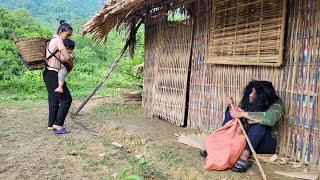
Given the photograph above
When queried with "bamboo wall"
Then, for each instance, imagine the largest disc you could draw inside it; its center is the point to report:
(296, 81)
(167, 61)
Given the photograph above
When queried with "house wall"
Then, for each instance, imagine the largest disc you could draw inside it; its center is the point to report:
(296, 81)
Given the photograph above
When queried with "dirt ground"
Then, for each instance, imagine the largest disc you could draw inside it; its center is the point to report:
(150, 148)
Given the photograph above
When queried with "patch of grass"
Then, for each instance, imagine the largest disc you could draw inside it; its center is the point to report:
(170, 157)
(105, 142)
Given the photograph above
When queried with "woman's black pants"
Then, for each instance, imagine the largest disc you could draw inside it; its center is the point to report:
(59, 103)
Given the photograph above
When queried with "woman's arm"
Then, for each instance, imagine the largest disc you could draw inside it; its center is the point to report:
(269, 118)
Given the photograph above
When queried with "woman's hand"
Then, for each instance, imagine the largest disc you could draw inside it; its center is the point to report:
(238, 113)
(230, 101)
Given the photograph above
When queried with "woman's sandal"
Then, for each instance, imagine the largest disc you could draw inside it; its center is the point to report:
(203, 153)
(61, 131)
(241, 166)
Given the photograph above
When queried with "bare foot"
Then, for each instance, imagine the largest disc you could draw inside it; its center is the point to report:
(58, 90)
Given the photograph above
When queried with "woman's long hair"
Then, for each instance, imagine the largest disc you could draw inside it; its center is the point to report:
(265, 96)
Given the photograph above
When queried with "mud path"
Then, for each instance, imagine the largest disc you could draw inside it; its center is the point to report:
(150, 148)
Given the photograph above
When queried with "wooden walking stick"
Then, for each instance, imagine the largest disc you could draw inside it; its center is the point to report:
(250, 145)
(113, 66)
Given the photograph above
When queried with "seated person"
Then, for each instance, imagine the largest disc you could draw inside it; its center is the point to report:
(260, 110)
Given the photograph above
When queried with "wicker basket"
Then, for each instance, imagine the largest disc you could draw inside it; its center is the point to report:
(32, 52)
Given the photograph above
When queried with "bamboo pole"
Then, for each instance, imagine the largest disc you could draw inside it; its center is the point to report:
(113, 66)
(251, 147)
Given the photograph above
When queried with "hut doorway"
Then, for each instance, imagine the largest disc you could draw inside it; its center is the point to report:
(166, 69)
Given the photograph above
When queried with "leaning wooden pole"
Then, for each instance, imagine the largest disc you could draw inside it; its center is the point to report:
(113, 66)
(251, 147)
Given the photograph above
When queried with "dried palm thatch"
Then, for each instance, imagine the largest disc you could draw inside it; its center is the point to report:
(125, 13)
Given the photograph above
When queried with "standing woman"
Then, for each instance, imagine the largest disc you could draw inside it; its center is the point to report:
(59, 103)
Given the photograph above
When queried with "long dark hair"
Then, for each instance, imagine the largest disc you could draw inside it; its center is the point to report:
(69, 44)
(64, 26)
(265, 96)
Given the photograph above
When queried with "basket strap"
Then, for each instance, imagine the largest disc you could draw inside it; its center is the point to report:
(52, 55)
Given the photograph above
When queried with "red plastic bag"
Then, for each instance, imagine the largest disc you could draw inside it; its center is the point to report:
(224, 146)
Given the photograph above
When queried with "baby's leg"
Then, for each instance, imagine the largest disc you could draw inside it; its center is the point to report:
(61, 76)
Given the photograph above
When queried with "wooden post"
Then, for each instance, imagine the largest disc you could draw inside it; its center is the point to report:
(251, 147)
(113, 66)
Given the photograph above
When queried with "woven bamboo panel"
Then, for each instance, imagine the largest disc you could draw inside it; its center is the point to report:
(170, 88)
(198, 113)
(247, 32)
(151, 60)
(300, 137)
(296, 81)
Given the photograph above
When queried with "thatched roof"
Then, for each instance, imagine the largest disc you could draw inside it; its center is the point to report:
(125, 13)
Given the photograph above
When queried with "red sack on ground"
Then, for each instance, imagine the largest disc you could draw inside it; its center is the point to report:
(224, 146)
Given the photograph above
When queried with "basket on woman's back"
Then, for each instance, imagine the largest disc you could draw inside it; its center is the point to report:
(32, 52)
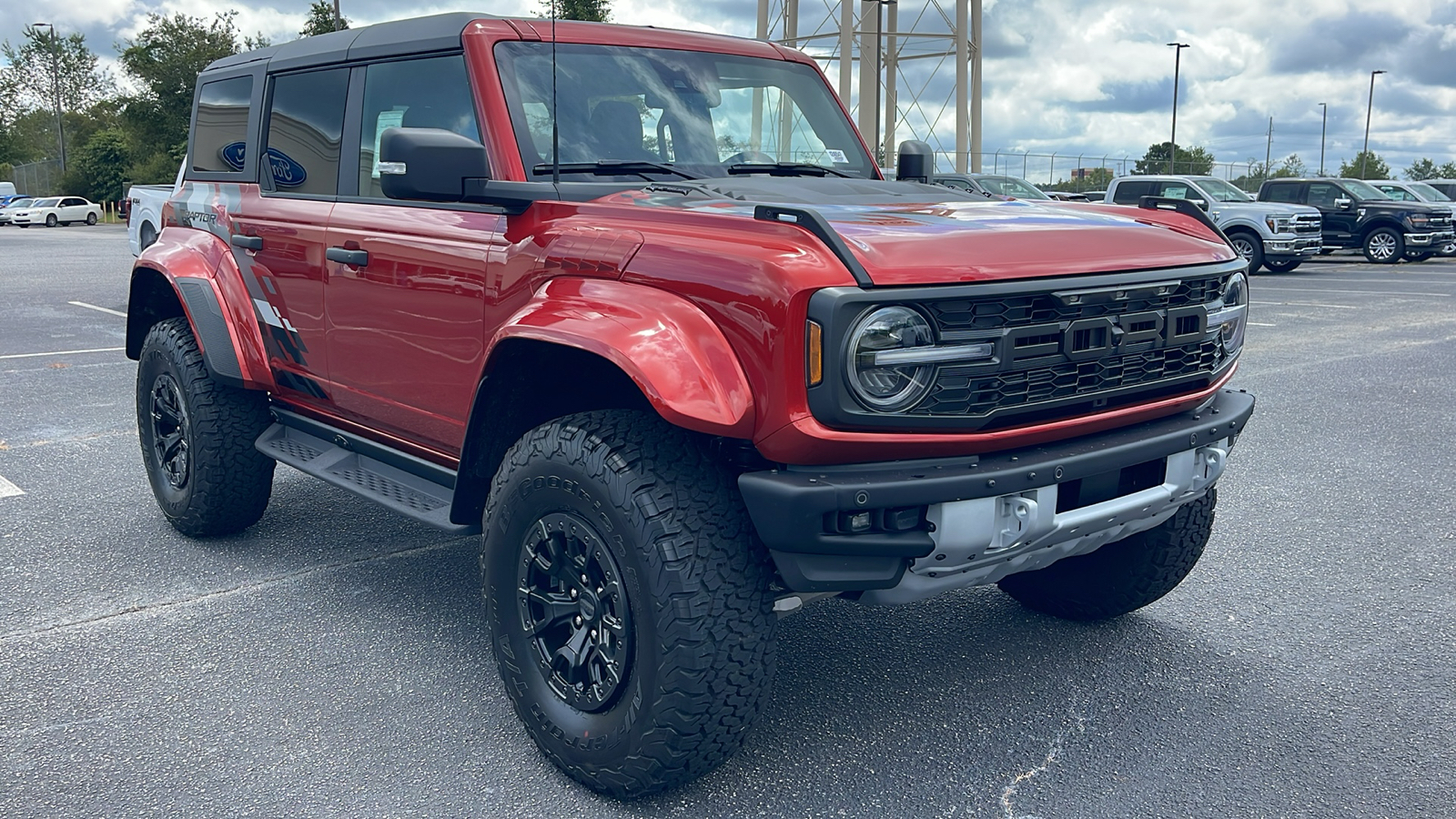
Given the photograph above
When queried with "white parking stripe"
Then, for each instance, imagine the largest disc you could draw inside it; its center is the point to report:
(7, 489)
(62, 353)
(95, 308)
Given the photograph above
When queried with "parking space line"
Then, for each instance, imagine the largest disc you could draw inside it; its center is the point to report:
(101, 309)
(7, 489)
(62, 353)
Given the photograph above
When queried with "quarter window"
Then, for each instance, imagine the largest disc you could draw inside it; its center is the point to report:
(222, 126)
(306, 130)
(412, 94)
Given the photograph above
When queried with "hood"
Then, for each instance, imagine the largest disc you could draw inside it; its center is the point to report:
(914, 234)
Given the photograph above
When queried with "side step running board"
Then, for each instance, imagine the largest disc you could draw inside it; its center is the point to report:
(421, 490)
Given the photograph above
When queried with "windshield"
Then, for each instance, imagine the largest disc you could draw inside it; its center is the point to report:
(1222, 191)
(1361, 189)
(699, 113)
(1429, 193)
(1011, 187)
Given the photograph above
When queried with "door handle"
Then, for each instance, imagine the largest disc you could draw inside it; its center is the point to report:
(353, 258)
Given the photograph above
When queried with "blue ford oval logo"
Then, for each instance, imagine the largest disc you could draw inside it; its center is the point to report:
(288, 172)
(233, 155)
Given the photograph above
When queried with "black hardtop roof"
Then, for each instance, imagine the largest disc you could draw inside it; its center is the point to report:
(417, 35)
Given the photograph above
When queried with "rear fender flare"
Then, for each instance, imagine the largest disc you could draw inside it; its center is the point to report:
(203, 278)
(670, 349)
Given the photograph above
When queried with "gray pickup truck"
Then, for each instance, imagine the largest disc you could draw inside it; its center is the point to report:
(1278, 237)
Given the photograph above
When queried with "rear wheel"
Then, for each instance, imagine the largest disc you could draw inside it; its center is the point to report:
(628, 601)
(1121, 576)
(1385, 245)
(197, 438)
(1249, 247)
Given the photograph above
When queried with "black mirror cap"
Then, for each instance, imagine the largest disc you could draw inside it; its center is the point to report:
(429, 164)
(915, 162)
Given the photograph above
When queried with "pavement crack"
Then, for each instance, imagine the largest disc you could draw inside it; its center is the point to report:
(239, 589)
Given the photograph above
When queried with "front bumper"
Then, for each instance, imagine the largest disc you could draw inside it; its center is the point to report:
(1427, 239)
(987, 511)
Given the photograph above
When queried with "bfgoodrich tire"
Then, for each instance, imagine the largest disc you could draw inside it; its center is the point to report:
(197, 438)
(628, 601)
(1121, 576)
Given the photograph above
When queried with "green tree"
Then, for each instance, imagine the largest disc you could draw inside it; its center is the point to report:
(1196, 160)
(590, 11)
(1423, 169)
(1375, 167)
(320, 19)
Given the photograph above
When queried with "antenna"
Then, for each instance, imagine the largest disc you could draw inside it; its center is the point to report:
(555, 130)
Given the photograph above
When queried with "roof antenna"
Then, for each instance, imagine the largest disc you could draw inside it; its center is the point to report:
(555, 130)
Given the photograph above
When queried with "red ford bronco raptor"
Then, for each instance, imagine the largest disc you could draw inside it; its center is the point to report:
(638, 308)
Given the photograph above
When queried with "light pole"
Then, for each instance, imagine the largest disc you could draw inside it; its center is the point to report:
(1172, 138)
(56, 87)
(1365, 152)
(1324, 116)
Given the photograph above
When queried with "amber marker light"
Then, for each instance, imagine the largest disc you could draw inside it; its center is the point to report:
(814, 341)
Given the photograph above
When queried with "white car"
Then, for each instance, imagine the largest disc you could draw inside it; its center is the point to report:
(57, 210)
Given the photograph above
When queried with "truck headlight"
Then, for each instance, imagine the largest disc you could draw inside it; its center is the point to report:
(1232, 315)
(888, 382)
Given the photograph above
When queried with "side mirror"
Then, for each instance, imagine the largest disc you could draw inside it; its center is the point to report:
(915, 164)
(429, 164)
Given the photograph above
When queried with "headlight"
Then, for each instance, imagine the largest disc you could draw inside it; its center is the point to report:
(880, 380)
(1232, 317)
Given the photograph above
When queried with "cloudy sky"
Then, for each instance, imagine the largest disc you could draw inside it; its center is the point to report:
(1067, 76)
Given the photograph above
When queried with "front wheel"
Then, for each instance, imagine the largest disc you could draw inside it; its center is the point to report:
(628, 601)
(1249, 247)
(1281, 266)
(1121, 576)
(197, 438)
(1385, 245)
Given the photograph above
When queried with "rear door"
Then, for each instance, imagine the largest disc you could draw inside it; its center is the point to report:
(407, 290)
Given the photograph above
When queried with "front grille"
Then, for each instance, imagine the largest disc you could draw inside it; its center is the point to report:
(958, 390)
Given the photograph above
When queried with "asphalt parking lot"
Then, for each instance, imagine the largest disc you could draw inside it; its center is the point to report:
(332, 659)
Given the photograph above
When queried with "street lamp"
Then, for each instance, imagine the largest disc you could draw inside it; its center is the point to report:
(1324, 116)
(1365, 152)
(1172, 138)
(56, 86)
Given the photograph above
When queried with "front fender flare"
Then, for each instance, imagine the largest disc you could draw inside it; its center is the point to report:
(669, 347)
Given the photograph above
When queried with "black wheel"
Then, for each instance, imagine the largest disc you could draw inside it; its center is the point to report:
(1281, 266)
(1385, 245)
(197, 438)
(1121, 576)
(628, 599)
(1249, 247)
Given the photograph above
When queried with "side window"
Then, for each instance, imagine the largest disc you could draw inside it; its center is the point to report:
(1128, 193)
(306, 131)
(222, 126)
(412, 94)
(1285, 194)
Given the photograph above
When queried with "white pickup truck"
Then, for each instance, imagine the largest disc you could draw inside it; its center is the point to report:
(145, 212)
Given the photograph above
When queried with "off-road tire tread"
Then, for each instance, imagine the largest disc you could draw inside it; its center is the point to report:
(1121, 576)
(717, 636)
(230, 480)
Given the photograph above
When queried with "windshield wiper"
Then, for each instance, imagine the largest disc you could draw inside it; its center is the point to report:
(786, 169)
(615, 167)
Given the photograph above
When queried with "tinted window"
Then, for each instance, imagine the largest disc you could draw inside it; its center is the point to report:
(1283, 194)
(412, 94)
(305, 131)
(1128, 193)
(222, 121)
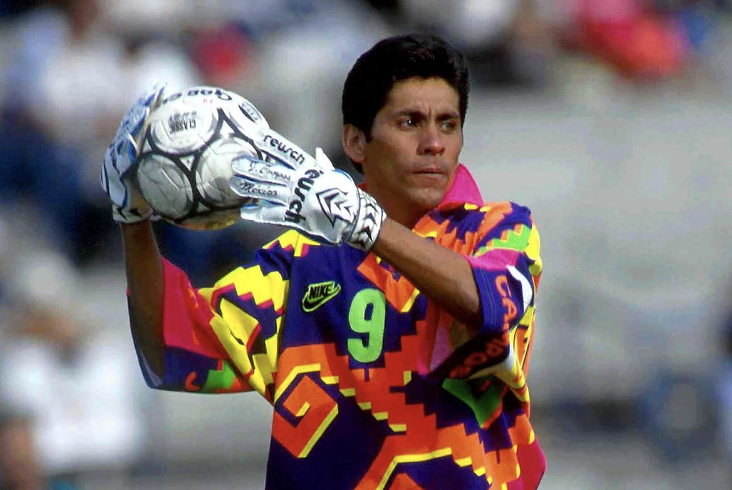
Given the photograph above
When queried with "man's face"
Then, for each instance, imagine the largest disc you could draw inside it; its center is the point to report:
(416, 141)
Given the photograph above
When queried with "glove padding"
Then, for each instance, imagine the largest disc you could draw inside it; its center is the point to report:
(117, 173)
(308, 194)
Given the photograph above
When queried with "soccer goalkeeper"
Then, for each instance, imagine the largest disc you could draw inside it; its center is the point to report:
(391, 325)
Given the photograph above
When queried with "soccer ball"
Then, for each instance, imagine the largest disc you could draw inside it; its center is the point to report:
(186, 150)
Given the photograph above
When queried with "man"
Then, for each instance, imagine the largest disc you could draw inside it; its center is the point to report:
(394, 347)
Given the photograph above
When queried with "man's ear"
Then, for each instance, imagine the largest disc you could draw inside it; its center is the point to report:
(354, 143)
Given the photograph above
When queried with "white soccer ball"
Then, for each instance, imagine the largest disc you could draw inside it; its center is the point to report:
(188, 145)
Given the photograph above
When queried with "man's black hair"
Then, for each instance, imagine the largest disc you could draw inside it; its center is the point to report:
(395, 59)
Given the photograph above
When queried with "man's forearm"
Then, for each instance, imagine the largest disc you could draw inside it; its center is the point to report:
(441, 274)
(145, 282)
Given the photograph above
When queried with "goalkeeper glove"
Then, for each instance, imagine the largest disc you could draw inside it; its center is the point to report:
(117, 175)
(308, 194)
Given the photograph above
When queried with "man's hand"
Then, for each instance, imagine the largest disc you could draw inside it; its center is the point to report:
(308, 195)
(128, 206)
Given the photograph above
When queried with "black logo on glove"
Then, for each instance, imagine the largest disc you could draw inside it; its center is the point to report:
(303, 185)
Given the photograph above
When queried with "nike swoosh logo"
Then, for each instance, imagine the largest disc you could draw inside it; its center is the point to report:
(318, 294)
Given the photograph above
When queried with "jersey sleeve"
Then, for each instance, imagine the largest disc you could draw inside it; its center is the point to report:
(225, 338)
(507, 268)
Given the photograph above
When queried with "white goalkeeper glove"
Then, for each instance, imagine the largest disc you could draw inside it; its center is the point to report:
(117, 173)
(308, 194)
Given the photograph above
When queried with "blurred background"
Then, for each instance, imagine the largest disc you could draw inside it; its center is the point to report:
(611, 119)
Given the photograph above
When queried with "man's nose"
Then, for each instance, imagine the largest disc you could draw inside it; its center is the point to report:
(431, 141)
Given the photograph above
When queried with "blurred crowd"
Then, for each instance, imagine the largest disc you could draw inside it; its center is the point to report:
(69, 69)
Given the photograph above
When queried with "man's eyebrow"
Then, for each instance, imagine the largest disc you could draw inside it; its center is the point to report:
(448, 115)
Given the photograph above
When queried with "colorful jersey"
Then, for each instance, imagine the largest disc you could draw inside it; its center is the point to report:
(373, 385)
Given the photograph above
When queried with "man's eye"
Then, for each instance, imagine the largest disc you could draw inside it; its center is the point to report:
(449, 125)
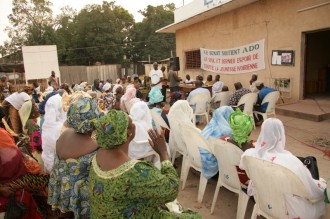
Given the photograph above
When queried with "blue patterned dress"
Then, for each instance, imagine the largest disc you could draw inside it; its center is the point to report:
(68, 185)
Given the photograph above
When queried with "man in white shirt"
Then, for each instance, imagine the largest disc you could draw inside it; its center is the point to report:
(198, 90)
(156, 76)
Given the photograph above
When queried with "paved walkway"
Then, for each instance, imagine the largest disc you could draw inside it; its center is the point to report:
(300, 140)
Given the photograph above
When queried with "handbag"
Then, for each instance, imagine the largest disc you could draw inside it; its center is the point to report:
(15, 209)
(311, 164)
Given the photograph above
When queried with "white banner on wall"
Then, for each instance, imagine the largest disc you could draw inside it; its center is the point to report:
(244, 59)
(39, 61)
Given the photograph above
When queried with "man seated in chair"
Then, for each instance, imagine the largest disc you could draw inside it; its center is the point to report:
(198, 90)
(263, 91)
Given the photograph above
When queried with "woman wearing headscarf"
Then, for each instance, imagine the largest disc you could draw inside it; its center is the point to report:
(180, 111)
(54, 119)
(128, 99)
(120, 187)
(29, 114)
(270, 146)
(242, 126)
(155, 103)
(107, 100)
(217, 127)
(20, 177)
(12, 104)
(74, 149)
(142, 119)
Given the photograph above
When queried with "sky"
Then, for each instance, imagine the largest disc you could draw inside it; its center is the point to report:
(132, 6)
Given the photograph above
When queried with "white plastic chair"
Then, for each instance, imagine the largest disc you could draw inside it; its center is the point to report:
(220, 99)
(272, 182)
(201, 102)
(159, 121)
(193, 140)
(176, 142)
(271, 98)
(228, 156)
(249, 100)
(150, 155)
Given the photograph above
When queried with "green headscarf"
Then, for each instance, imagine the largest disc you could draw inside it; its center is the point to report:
(80, 114)
(241, 125)
(111, 129)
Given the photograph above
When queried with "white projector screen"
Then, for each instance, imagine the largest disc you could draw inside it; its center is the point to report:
(39, 61)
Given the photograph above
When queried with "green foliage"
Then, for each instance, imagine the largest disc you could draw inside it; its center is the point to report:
(149, 43)
(103, 33)
(31, 25)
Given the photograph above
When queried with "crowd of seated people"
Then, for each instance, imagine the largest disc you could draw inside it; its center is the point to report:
(82, 157)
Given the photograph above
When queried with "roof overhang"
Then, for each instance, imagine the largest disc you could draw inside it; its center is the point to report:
(221, 9)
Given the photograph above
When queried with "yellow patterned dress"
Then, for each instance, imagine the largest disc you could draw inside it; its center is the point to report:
(136, 189)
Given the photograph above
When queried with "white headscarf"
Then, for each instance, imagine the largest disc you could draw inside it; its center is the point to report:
(217, 87)
(181, 111)
(128, 99)
(24, 113)
(139, 146)
(270, 146)
(51, 129)
(141, 117)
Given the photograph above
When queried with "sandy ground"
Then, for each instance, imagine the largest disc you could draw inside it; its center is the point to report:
(299, 137)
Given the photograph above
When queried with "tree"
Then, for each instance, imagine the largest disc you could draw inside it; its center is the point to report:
(100, 33)
(146, 42)
(64, 35)
(31, 25)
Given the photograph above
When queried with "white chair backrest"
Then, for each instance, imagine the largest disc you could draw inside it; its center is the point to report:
(193, 140)
(176, 135)
(248, 100)
(228, 156)
(271, 182)
(271, 98)
(222, 97)
(200, 101)
(159, 121)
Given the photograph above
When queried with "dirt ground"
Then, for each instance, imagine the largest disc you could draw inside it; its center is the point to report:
(299, 140)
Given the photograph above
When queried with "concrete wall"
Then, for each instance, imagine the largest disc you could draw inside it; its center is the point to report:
(76, 74)
(277, 21)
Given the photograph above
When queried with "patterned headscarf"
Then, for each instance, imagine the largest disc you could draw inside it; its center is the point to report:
(111, 129)
(80, 114)
(155, 96)
(107, 101)
(43, 103)
(241, 125)
(218, 126)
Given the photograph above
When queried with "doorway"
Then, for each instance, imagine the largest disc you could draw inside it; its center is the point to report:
(317, 64)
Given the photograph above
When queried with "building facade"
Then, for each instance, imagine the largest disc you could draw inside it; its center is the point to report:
(295, 46)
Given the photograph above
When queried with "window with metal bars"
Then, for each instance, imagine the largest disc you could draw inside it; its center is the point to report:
(193, 59)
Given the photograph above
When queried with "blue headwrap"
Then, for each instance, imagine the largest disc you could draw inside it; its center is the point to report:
(218, 126)
(155, 96)
(43, 103)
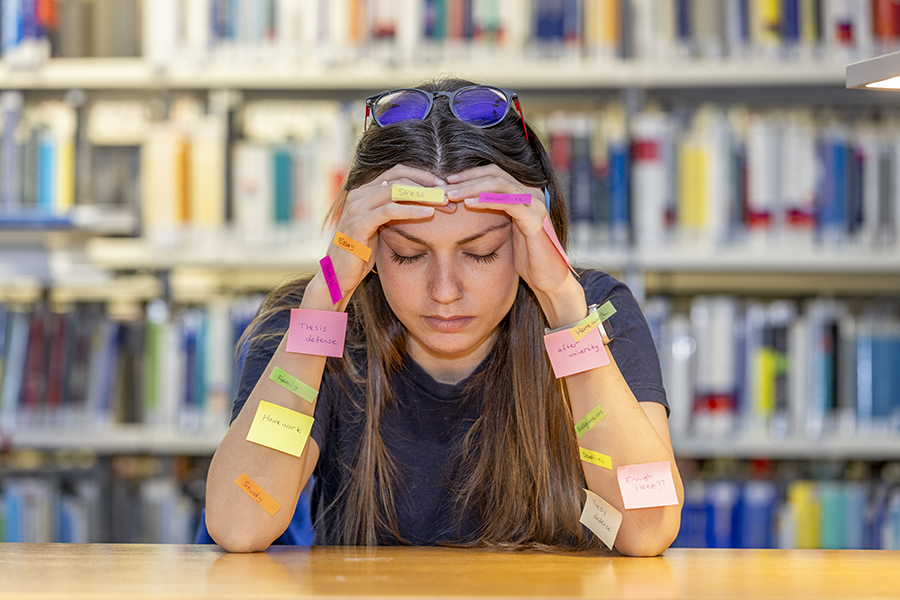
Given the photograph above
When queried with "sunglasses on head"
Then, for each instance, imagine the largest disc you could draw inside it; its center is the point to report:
(477, 105)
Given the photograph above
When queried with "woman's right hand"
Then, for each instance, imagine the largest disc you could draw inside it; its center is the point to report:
(365, 210)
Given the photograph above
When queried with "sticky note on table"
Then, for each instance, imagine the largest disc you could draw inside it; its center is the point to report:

•••

== REQUIREMENT ==
Find the lines that mention "seated" in the entries and show them.

== RESPONSE ==
When queried with "seated person"
When queried with "man seated in chair"
When queried with "crowd of seated people"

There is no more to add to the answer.